* [STUDY TEXT]:

= = = = =

Well, we’re still in Beaufort. This is definitely a more relaxed adventure at this point, but we’re enjoying it.
So after our disastrous first outing, we’ve been at the boatyard. They couldn’t haul us out to look at the rudder until yesterday (Tuesday) so we had a chill weekend. My wonderful and amazingly hospitable cousin, Gwen, lives here in a historic house downtown. It’s amazing and has a downstairs apartment she’s letting us use to do laundry and take long hot showers!
On Saturday, Olivia (Gwen’s daughter) and her boyfriend took us out in his boat which was nice. It was good to finally be out on the water, haha! We went out to this place called Monkey Island which is straight from a cheesy Sunday morning Sci Fi channel movie – or Lost. It’s this island full of thousands of monkeys that are literally used for scientific research. There are signs everywhere that say not to step foot on shore or basically a sniper will probably kill you….and we TOTALLY obeyed those signs. We only saw a couple of monkeys, but that’s fine. I read online that they moved the monkeys from Peurto Rico because they had Herpes and were escaping and infecting people. I really don’t want a rogue monkey even TRYING to give me herpes. I couldn’t make this stuff up, people.

= = = = =

Photo-based referring expression rows

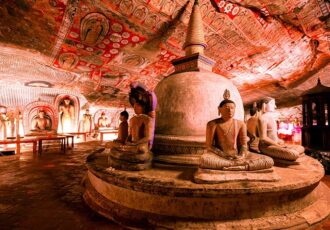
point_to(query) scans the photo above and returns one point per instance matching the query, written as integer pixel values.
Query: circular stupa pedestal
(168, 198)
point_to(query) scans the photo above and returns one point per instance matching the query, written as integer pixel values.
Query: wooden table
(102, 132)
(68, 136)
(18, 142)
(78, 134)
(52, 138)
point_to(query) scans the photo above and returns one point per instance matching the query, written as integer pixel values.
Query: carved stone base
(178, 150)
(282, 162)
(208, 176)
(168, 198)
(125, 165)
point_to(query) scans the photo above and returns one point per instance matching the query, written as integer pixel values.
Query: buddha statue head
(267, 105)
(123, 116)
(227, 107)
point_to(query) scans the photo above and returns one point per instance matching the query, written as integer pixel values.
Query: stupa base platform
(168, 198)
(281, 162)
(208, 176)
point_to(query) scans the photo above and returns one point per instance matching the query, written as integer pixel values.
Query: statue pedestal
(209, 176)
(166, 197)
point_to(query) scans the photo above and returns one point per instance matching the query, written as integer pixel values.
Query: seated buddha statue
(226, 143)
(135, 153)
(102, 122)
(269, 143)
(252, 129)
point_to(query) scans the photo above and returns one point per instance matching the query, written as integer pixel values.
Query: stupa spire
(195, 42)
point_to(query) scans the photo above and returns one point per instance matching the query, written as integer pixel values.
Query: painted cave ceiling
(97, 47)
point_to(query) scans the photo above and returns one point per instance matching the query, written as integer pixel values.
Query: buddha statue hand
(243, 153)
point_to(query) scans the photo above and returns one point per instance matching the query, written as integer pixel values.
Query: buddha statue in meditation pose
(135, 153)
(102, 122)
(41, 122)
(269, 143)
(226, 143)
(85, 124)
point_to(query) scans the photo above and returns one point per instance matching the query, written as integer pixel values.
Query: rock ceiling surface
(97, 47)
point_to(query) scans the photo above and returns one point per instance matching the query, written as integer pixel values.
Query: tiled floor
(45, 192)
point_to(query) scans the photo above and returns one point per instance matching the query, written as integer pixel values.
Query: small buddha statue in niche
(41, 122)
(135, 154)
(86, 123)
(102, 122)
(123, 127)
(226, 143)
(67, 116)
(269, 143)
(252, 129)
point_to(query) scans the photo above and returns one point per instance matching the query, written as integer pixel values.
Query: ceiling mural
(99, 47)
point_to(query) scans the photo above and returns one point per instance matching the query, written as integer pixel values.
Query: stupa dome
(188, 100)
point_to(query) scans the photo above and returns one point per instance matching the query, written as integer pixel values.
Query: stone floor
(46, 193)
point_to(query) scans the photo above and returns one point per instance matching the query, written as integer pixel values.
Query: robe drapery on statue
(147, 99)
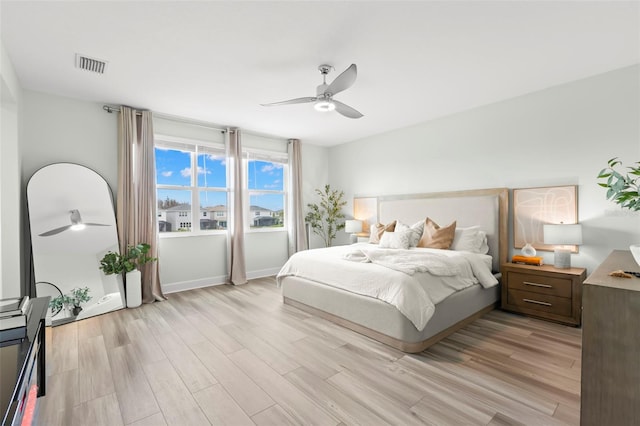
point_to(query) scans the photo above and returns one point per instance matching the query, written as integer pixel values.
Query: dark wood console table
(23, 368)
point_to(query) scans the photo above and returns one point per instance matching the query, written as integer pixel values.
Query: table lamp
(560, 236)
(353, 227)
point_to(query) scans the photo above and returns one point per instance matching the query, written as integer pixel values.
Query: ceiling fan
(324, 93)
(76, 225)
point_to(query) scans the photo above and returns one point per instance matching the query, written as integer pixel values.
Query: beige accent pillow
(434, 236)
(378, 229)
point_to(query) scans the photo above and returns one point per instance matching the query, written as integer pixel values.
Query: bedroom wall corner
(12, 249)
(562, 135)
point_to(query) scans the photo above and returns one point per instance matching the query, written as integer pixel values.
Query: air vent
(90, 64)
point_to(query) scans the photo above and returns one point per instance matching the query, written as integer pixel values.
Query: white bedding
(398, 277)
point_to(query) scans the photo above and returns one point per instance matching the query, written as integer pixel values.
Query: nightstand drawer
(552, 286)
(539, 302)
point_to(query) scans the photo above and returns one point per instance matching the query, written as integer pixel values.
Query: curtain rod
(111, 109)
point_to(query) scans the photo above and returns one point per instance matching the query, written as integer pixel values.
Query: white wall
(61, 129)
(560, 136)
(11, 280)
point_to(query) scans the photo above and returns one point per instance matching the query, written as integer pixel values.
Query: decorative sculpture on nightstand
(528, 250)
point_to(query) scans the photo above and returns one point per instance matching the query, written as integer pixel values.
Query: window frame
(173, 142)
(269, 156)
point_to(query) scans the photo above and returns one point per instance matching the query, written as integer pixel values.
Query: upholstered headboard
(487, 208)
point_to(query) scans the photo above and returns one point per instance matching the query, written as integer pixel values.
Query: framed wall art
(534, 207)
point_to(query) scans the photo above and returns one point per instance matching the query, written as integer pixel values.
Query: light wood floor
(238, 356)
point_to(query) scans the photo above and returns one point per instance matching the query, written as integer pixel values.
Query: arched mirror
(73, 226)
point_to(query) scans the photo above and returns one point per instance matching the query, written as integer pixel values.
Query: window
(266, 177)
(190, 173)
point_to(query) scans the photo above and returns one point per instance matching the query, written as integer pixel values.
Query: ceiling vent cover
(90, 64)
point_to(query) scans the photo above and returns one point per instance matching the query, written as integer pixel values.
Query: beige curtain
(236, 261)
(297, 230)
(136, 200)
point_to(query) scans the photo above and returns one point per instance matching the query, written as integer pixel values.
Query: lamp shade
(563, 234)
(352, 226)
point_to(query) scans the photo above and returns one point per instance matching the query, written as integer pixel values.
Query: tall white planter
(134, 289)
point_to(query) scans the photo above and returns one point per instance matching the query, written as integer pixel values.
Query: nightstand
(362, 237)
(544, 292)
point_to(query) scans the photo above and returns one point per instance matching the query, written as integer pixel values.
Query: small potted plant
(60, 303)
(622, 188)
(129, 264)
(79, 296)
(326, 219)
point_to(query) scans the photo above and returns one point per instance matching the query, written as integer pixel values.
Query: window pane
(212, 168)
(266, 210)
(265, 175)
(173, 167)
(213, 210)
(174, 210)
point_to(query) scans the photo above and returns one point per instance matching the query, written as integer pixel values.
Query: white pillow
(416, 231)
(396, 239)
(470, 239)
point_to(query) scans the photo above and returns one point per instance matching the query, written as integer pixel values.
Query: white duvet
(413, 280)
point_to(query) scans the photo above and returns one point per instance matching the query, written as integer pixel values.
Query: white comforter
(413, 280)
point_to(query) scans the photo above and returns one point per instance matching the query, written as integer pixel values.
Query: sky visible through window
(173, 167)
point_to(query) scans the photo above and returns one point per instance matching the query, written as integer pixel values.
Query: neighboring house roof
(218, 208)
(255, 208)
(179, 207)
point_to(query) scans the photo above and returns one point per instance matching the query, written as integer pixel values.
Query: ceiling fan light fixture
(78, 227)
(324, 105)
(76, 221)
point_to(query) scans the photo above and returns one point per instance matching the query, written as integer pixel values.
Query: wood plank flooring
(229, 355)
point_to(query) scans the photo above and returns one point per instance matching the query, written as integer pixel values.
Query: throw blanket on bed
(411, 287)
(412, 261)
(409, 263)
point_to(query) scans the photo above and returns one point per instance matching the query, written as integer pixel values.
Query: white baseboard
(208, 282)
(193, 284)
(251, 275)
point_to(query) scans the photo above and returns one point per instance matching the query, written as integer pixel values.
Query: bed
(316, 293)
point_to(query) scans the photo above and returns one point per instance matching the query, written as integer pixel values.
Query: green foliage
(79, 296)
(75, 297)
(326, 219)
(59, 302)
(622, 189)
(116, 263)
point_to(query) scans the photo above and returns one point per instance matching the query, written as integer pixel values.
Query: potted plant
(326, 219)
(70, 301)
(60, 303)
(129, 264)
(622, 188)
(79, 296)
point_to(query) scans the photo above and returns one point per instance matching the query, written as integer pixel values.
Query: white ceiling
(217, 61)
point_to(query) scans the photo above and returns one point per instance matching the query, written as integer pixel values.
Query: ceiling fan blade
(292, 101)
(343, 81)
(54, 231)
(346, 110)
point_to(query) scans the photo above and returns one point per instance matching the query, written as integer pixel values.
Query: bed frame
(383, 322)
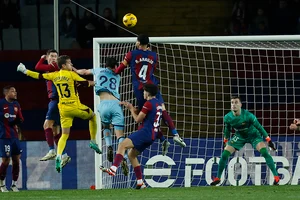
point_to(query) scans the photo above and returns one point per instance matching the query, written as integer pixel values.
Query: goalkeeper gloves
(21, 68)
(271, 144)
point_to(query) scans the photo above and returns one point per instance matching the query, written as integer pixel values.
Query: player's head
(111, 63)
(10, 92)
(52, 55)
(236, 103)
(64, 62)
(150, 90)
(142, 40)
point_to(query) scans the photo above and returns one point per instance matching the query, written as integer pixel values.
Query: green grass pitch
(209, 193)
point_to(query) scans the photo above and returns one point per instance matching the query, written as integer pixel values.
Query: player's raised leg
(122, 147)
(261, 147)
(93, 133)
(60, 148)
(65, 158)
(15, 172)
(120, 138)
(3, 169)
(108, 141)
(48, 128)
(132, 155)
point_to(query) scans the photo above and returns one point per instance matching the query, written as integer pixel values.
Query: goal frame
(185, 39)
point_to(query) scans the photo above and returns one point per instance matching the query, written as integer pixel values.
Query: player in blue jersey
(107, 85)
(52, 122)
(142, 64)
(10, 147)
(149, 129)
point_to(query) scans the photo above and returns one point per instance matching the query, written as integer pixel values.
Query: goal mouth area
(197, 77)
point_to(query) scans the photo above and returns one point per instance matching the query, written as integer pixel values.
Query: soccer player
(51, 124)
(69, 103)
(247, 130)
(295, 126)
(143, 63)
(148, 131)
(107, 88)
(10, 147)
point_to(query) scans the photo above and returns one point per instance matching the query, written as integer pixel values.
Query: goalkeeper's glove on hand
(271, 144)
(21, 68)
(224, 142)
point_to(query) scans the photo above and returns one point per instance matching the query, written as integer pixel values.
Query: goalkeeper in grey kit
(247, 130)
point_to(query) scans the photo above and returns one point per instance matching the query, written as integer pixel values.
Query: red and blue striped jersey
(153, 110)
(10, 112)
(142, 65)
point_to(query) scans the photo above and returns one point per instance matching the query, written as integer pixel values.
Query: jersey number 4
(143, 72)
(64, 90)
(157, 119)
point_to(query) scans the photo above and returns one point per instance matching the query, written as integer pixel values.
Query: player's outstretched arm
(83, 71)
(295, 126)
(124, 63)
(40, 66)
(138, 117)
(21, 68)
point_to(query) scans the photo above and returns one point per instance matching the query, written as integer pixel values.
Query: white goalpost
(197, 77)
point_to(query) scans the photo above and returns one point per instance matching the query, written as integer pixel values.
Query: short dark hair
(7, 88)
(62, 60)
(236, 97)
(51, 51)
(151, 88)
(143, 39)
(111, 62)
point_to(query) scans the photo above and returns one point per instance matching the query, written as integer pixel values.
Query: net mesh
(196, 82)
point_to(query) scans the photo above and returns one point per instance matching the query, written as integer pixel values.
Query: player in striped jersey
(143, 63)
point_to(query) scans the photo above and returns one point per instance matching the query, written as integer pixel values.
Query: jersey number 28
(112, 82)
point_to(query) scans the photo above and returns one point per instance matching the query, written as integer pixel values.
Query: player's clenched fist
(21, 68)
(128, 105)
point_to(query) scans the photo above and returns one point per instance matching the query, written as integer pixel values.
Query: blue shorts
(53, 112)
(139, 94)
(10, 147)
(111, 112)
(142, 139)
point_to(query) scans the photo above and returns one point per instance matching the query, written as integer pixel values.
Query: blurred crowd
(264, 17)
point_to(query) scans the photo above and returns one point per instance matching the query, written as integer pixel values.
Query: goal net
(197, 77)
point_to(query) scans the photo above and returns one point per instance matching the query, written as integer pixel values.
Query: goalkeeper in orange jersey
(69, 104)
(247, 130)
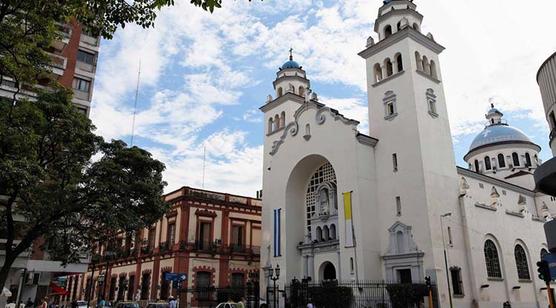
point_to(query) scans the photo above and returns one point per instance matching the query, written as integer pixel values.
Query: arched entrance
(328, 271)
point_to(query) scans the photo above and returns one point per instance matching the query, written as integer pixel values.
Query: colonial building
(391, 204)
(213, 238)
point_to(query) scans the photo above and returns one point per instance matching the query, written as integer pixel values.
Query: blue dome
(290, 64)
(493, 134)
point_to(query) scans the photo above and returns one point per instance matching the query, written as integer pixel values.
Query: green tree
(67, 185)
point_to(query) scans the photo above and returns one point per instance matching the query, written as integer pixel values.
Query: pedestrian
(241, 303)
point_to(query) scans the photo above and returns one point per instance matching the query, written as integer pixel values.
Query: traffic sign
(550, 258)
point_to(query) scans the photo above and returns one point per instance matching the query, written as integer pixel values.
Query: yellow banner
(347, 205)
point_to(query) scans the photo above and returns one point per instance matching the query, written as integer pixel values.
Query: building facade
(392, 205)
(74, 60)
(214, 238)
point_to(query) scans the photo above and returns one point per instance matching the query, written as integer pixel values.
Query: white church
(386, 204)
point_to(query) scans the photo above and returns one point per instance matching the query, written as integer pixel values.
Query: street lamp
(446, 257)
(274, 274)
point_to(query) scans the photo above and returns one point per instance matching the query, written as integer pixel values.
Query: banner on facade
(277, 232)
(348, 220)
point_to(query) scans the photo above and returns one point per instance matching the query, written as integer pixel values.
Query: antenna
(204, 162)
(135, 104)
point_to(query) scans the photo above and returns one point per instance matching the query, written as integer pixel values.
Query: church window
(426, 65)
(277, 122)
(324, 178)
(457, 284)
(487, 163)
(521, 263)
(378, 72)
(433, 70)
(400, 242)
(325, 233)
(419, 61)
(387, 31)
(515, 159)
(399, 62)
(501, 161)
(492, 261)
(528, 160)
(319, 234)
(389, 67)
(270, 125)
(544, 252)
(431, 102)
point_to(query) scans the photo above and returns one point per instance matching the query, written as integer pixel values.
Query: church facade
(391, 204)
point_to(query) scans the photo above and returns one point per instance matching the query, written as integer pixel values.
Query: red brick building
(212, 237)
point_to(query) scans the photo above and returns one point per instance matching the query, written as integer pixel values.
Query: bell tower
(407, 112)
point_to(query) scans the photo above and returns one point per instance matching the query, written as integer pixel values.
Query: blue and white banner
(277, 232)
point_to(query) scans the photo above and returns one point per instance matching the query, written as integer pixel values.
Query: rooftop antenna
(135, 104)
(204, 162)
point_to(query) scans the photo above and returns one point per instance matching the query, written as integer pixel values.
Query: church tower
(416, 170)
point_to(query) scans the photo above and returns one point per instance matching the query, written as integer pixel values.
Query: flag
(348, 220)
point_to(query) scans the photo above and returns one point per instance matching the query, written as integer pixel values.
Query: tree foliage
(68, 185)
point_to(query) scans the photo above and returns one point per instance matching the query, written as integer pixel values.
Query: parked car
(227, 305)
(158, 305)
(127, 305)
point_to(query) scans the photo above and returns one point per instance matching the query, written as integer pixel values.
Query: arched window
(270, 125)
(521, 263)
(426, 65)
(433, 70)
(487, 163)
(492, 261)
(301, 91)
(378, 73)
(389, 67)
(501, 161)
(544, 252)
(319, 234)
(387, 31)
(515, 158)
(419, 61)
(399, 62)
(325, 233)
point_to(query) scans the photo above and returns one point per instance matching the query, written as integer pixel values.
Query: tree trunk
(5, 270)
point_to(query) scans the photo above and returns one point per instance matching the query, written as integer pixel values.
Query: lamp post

= = = = =

* [ASSIGNMENT]: Continue the blog post about the stay in Beaufort, picking up after its last sentence.

* [EXERCISE ANSWER]:
We also went to America’s only plastic kazoo factory. Funny story, we have also been to America’s only METAL kazoo factory in New York which also has the world’s largest metal
kazoo on its roof. I love random things like this.
How did anyone get into building kazoos for a living? Such a random niche. We also got to build our own kazoos which involves sticking two pieces of plastic together. I do, however, wish I could get a t-shirt since I have been to both kazoo factories. It sort of breaks my heart that one doesn’t exist.
Monday, we went to see a lighthouse on Hunting Island. The beach there was gloriously trashy. Like…in an East Nashville best way possible sort of way. It was packed as we suspected. Also, you can apparently smoke all the weed you want there and the park staff doesn’t care. Pretty sure everyone except us was high and the guy riding around on his four wheeler pretending to work either didn’t care or doesn’t know what weed smells like. It was entertaining. The lighthouse ended us being really pretty but not half as entertaining as people watching.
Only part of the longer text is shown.